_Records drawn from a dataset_

>>>>

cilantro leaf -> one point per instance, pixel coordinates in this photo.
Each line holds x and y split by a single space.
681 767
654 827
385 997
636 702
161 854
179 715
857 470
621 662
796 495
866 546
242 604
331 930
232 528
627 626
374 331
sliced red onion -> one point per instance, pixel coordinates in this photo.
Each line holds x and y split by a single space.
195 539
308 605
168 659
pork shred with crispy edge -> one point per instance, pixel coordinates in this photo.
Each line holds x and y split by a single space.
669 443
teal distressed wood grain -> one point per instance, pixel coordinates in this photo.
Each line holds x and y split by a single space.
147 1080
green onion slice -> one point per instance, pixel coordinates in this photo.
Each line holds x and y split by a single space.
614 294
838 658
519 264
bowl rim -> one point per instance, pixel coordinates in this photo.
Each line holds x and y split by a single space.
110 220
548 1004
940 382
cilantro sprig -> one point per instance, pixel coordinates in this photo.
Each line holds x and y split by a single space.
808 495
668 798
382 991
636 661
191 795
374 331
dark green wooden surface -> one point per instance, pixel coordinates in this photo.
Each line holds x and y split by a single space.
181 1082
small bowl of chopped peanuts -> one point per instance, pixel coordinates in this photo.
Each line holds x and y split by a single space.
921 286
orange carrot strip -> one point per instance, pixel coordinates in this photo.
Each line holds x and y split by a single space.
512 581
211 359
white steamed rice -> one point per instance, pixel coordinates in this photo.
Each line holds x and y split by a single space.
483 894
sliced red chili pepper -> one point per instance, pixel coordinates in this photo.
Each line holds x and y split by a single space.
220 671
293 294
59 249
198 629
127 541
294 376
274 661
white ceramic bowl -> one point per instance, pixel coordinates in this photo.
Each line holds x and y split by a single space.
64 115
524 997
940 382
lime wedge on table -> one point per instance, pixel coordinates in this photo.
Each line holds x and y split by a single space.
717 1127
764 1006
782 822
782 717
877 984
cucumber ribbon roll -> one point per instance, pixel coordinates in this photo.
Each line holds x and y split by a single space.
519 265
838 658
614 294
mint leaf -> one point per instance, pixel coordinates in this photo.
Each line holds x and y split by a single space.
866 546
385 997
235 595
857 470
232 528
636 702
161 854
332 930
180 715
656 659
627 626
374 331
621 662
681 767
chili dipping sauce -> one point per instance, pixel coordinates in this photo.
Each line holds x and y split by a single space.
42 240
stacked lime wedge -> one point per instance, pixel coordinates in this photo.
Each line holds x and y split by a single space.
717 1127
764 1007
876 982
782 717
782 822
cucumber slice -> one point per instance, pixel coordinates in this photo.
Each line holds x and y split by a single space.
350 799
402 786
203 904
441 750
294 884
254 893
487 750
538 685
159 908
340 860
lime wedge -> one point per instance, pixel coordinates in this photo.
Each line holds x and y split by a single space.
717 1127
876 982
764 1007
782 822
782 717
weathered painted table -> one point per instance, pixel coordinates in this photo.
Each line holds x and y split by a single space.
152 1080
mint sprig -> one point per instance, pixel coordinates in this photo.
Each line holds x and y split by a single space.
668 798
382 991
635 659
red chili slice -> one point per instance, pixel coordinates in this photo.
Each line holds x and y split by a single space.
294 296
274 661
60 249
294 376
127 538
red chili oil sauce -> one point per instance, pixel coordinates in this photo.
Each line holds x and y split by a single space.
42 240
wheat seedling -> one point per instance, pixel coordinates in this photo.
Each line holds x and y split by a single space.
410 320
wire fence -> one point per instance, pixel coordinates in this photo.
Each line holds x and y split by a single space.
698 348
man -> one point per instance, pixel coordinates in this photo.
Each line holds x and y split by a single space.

<<<<

_AIM OF THE TASK_
An exact copy of every record is required.

_ANSWER SPACE_
cilantro leaf -> one point per instance, pixel coordinates in this photo.
Each line holds x and y split by a single space.
681 767
654 827
385 997
636 702
161 854
179 715
857 470
621 662
796 495
866 546
242 604
331 930
232 528
627 626
374 331
sliced red onion -> one point per instance, pixel coordinates in this photo.
Each line holds x and y split by a single space.
195 539
308 605
168 659
pork shred with crispy edge -> one point per instance, pixel coordinates in this photo.
Each line holds x and y split by a single space.
669 443
teal distressed wood grain -> one point per instance, pixel coordinates in this photo.
Each line holds x and y split by a single space.
147 1080
green onion slice -> one point per instance, pixel coordinates in this photo.
Each line holds x and y split by a single space.
614 294
838 658
519 264
bowl rim -> one point per instance, pixel coordinates in this photo.
Each line holds x and y split by a single space.
110 220
548 1004
940 382
cilantro sprig -> one point per instance, pixel coordinates in this photo.
Each line holds x and y split by a single space.
808 495
668 798
382 991
636 661
191 795
374 331
dark green wooden surface -> one point per instance, pixel coordinates in this photo.
Each line holds x and y split by a single space.
181 1082
small bowl of chopped peanuts -> one point per instance, pixel coordinates in this photo.
Each line holds x and y split by a single space.
921 286
orange carrot strip -> one point per instance, pixel coordinates in this photo.
Each line holds x and y split by a single space.
512 581
211 359
white steamed rice -> one point per instance, pixel coordinates in this photo.
Each line holds x and y split by a single space.
483 894
sliced red chili pepper -> one point per instance, pixel coordinates in this photo.
Each line holds x and y split by a single space.
220 671
293 294
59 249
198 629
127 541
294 376
274 661
white ceramic bowl -> one point per instance, pixel coordinates in this photo.
Each line holds x and y split by a single space.
64 115
524 997
940 382
lime wedge on table -> one point per instance, pixel coordinates in this photo.
Each line holds x and y split by a single space.
717 1127
764 1006
782 822
782 717
877 984
cucumber ribbon roll -> one point per instance, pixel coordinates in this photo.
Each line holds x and y split by a single space.
519 265
838 658
614 294
mint leaf -> one point per instance, pixel coordinates in this photo.
Each line holds x and y split by a single space.
866 546
385 997
235 595
857 470
232 528
636 702
161 854
332 930
180 715
656 659
627 626
374 331
621 662
681 767
chili dipping sauce -> one point per instance, pixel coordinates in this photo.
Each line holds x and y split by a single space.
42 240
stacked lime wedge -> one point per instance, pixel coordinates in this photo.
Each line holds x and y split by a single space.
717 1127
764 1007
876 982
782 717
782 822
cucumber slice -> one point per instance, pixel coordinates in this photo.
Each line holds x and y split by a single space.
350 799
402 786
203 904
441 750
294 884
254 893
487 750
538 685
159 908
340 860
lime wedge -> one point per instance, pixel coordinates in this photo.
Each line holds x and y split by a single space.
717 1127
876 982
764 1007
782 822
782 717
weathered painted table -> one point per instance, pixel coordinates in this photo.
Each line holds x and y split by a single space.
152 1080
mint sprig -> one point per instance, pixel coordinates in this photo.
Each line holds x and y split by a single space.
668 798
382 991
635 659
red chili slice -> one point per instance, pixel coordinates in this photo.
Each line holds x and y split by a single space.
294 296
274 661
60 249
294 376
127 538
red chili oil sauce -> one point per instance, pixel coordinates in this photo.
Each line holds x and y split by a single space.
42 240
wheat seedling -> one point per instance, pixel coordinates in this photo.
Each line holds x and y split by a single space.
410 320
wire fence -> one point per instance, pixel coordinates in this photo.
Each line holds x and y split by a single space.
698 348
man -> one point per instance, pixel coordinates in this photo.
Each line holds x and y split by a single space.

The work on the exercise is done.